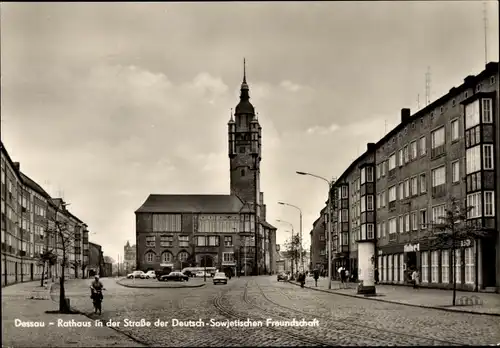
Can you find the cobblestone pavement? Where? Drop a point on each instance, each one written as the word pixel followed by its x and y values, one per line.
pixel 490 302
pixel 342 320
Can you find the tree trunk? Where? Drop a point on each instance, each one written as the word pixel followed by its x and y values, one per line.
pixel 43 273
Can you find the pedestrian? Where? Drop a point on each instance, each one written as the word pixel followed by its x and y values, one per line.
pixel 316 276
pixel 414 278
pixel 342 275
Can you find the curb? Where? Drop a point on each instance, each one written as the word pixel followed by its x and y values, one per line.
pixel 159 287
pixel 400 303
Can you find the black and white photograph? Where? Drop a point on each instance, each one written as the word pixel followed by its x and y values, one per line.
pixel 250 174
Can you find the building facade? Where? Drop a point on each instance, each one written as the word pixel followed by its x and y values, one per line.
pixel 130 256
pixel 27 225
pixel 389 197
pixel 229 232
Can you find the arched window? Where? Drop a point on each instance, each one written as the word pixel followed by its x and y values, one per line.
pixel 150 257
pixel 183 256
pixel 166 257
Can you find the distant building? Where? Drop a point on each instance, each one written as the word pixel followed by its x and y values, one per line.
pixel 228 232
pixel 130 257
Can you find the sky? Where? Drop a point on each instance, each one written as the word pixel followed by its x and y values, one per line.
pixel 106 103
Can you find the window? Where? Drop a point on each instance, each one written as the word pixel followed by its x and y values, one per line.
pixel 458 266
pixel 413 150
pixel 213 241
pixel 487 118
pixel 401 190
pixel 369 174
pixel 183 256
pixel 150 257
pixel 167 241
pixel 392 226
pixel 423 218
pixel 439 176
pixel 473 159
pixel 389 268
pixel 183 241
pixel 435 266
pixel 489 203
pixel 455 171
pixel 474 204
pixel 469 265
pixel 445 266
pixel 414 223
pixel 392 162
pixel 437 138
pixel 472 114
pixel 414 186
pixel 201 241
pixel 228 257
pixel 454 130
pixel 369 231
pixel 150 241
pixel 425 266
pixel 369 202
pixel 167 257
pixel 438 213
pixel 423 183
pixel 407 223
pixel 392 193
pixel 488 156
pixel 423 147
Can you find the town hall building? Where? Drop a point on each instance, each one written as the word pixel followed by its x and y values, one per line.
pixel 228 232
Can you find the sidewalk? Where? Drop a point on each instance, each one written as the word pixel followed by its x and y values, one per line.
pixel 422 297
pixel 15 305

###

> **What the exercise asks**
Reproduce all entries exactly. Pictures do not belong in the copy.

> **The completed task**
Can you find the cobblestone pavement? Where? Drop a point on each instance, each one written as the word pixel followed by its x and y values, one per line.
pixel 490 302
pixel 342 320
Can you find the tree trunk? Where? Drop a point on each instance, each one written as the word pixel followed by its x and y values, one per line.
pixel 43 273
Can you find the pedestrian? Where? Drop a point on each instance, each one written as the word pixel followed by its x and y values, one per line.
pixel 316 276
pixel 414 278
pixel 342 275
Can you find the curb? Where? Drop a point on each instance, each one written as the word pixel followed by its x and y values, one per line.
pixel 159 287
pixel 400 303
Can you find the black and white photograph? Where? Drop a point on each instance, each one written as the word pixel followed by its x and y values, one per line.
pixel 250 174
Can you find the building facade? Where? Drop a point on each instance, each one written as the word pixel followed by its x and y values, one per line.
pixel 130 256
pixel 27 225
pixel 389 197
pixel 229 232
Can you find the arched window? Where? Drop a point on each instance, each one written as the word pixel followed by its x and y values, one per line.
pixel 150 257
pixel 183 256
pixel 166 257
Can you find the distant building? Where? Drop a point on each instance, each one written as the word pixel followed by its x and y values, one per line.
pixel 228 232
pixel 130 257
Can you find the sky? Where? Drop a point on each instance, each one written as the word pixel followed by its x and y values, one per line.
pixel 106 103
Can you find the window? Where? Drop a point on each instance, each one written as the word pixel followed by its x and y values, one per line.
pixel 458 266
pixel 413 150
pixel 213 241
pixel 487 118
pixel 401 190
pixel 369 174
pixel 183 256
pixel 150 257
pixel 167 241
pixel 392 226
pixel 423 218
pixel 439 176
pixel 473 159
pixel 389 268
pixel 183 241
pixel 435 266
pixel 489 203
pixel 455 171
pixel 474 204
pixel 469 265
pixel 445 266
pixel 414 223
pixel 392 162
pixel 437 138
pixel 472 114
pixel 414 186
pixel 201 241
pixel 228 257
pixel 454 130
pixel 369 231
pixel 150 241
pixel 425 266
pixel 369 202
pixel 167 257
pixel 438 213
pixel 423 183
pixel 407 223
pixel 392 193
pixel 488 156
pixel 423 147
Can you find the town hall building? Where? Drop a point on each instance, each one written as the word pixel followed by its x and y values, one per line.
pixel 228 232
Can you find the sidewalk? Where? Drop a point on each instance, each one written as the word pixel followed by its x and y values, one per line.
pixel 422 297
pixel 15 305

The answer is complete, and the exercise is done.